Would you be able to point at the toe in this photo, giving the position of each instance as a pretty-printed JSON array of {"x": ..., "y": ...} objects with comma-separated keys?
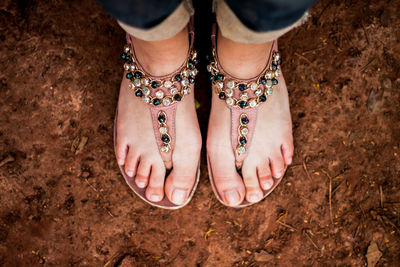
[
  {"x": 287, "y": 152},
  {"x": 121, "y": 151},
  {"x": 253, "y": 190},
  {"x": 264, "y": 176},
  {"x": 131, "y": 163},
  {"x": 228, "y": 182},
  {"x": 142, "y": 173},
  {"x": 277, "y": 165},
  {"x": 155, "y": 189}
]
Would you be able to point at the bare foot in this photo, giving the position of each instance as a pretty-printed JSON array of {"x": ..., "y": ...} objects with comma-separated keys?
[
  {"x": 271, "y": 148},
  {"x": 137, "y": 149}
]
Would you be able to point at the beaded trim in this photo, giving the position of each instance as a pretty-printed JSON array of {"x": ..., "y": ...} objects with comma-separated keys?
[
  {"x": 165, "y": 91},
  {"x": 243, "y": 131},
  {"x": 237, "y": 93},
  {"x": 163, "y": 128}
]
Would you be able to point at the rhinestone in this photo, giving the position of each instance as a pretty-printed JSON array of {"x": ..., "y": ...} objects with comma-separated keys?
[
  {"x": 161, "y": 118},
  {"x": 185, "y": 82},
  {"x": 194, "y": 72},
  {"x": 159, "y": 94},
  {"x": 167, "y": 84},
  {"x": 146, "y": 90},
  {"x": 242, "y": 140},
  {"x": 230, "y": 101},
  {"x": 129, "y": 75},
  {"x": 144, "y": 81},
  {"x": 154, "y": 84},
  {"x": 253, "y": 103},
  {"x": 258, "y": 92},
  {"x": 165, "y": 138},
  {"x": 253, "y": 86},
  {"x": 165, "y": 148},
  {"x": 166, "y": 101},
  {"x": 163, "y": 130},
  {"x": 137, "y": 82},
  {"x": 244, "y": 120},
  {"x": 145, "y": 99},
  {"x": 242, "y": 87},
  {"x": 241, "y": 150}
]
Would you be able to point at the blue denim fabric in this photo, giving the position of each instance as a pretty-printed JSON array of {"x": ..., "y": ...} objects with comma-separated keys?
[{"x": 258, "y": 15}]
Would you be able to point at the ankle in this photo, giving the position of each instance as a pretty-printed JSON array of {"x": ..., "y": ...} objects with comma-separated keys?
[
  {"x": 163, "y": 57},
  {"x": 243, "y": 61}
]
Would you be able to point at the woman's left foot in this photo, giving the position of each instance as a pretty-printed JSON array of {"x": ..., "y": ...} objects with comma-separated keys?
[{"x": 271, "y": 148}]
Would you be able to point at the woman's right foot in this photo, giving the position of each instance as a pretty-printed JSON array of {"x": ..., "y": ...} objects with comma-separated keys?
[{"x": 136, "y": 146}]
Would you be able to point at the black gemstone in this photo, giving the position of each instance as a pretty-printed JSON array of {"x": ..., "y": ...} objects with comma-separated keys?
[
  {"x": 242, "y": 104},
  {"x": 178, "y": 77},
  {"x": 154, "y": 84},
  {"x": 242, "y": 140},
  {"x": 129, "y": 75},
  {"x": 165, "y": 138},
  {"x": 262, "y": 98},
  {"x": 138, "y": 75},
  {"x": 156, "y": 102},
  {"x": 244, "y": 120},
  {"x": 178, "y": 97},
  {"x": 161, "y": 118},
  {"x": 139, "y": 93}
]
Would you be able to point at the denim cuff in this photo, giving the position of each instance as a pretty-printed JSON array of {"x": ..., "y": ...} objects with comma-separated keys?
[
  {"x": 232, "y": 28},
  {"x": 168, "y": 28}
]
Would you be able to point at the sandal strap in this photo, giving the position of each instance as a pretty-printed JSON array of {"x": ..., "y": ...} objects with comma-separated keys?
[
  {"x": 162, "y": 93},
  {"x": 243, "y": 96}
]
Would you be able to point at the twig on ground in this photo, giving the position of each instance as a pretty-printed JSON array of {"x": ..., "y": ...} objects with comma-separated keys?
[{"x": 330, "y": 194}]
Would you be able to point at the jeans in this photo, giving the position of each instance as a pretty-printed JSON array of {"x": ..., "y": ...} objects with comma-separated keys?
[{"x": 250, "y": 21}]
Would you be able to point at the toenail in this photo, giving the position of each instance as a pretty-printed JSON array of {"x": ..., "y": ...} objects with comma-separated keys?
[
  {"x": 178, "y": 196},
  {"x": 155, "y": 198},
  {"x": 232, "y": 196},
  {"x": 254, "y": 197},
  {"x": 141, "y": 184},
  {"x": 267, "y": 184}
]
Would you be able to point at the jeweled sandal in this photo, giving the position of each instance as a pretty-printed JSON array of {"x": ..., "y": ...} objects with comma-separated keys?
[
  {"x": 162, "y": 95},
  {"x": 243, "y": 98}
]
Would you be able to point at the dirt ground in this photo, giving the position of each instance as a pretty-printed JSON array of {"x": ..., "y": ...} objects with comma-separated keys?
[{"x": 65, "y": 203}]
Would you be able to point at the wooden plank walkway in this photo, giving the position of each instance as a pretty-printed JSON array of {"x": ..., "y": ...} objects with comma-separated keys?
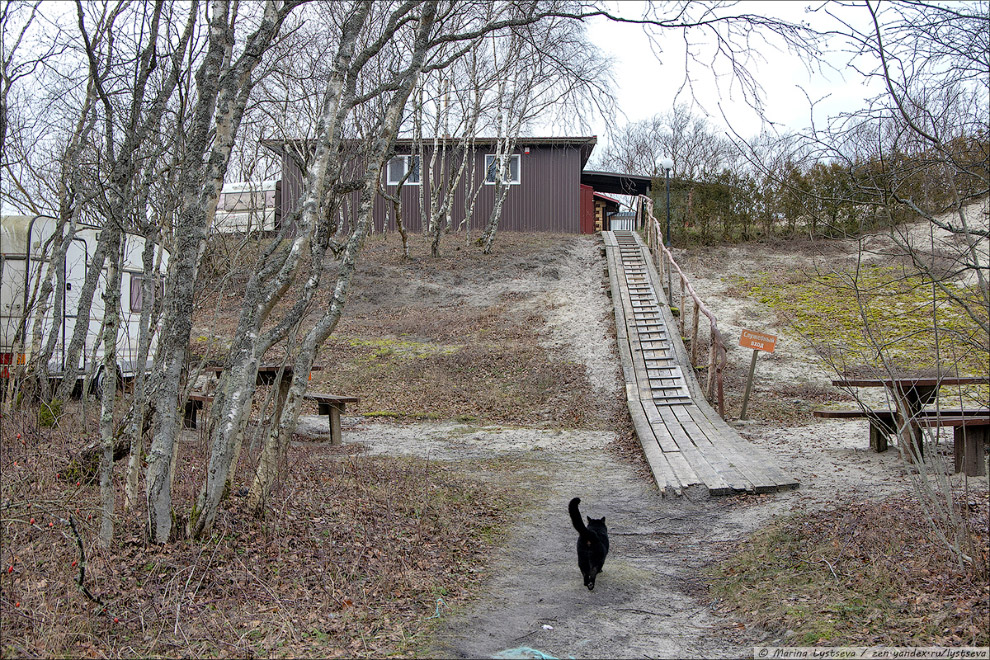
[{"x": 688, "y": 446}]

YOUR TASK
Repeat every line from the one containing "Would you be able to point at the toenail" through the last of the items, requests included, with each x and y coordinate in the answers multiplied by 2.25 and rounded to the nearest whole number, halves rounded up. Leave the pictures out.

EXERCISE RESPONSE
Would you be able to point at the toenail in this photo, giving the position of each instance as a pretty-printed JSON array of {"x": ..., "y": ...} objects with comma-separated keys?
[
  {"x": 401, "y": 441},
  {"x": 349, "y": 446},
  {"x": 522, "y": 441},
  {"x": 572, "y": 443},
  {"x": 317, "y": 414},
  {"x": 601, "y": 414}
]
Would you be able to point at the jeweled sandal in this photo, giving the position of each instance as a pretty-printed JSON array of {"x": ..., "y": ...} objects with comma-separated keys?
[
  {"x": 365, "y": 214},
  {"x": 547, "y": 221}
]
Would you be able to point at the dirt ground in this photo, giving the position of each instance as a pretty-printed JSON array of {"x": ..., "y": ...} objects with comma-separated keys?
[{"x": 146, "y": 457}]
Would you be able to point at the wooden plank walkway in this photo, giving the position of each instance as a pretty-printed JSON array of {"x": ..., "y": ...} objects with comma-separated keys?
[{"x": 1548, "y": 1004}]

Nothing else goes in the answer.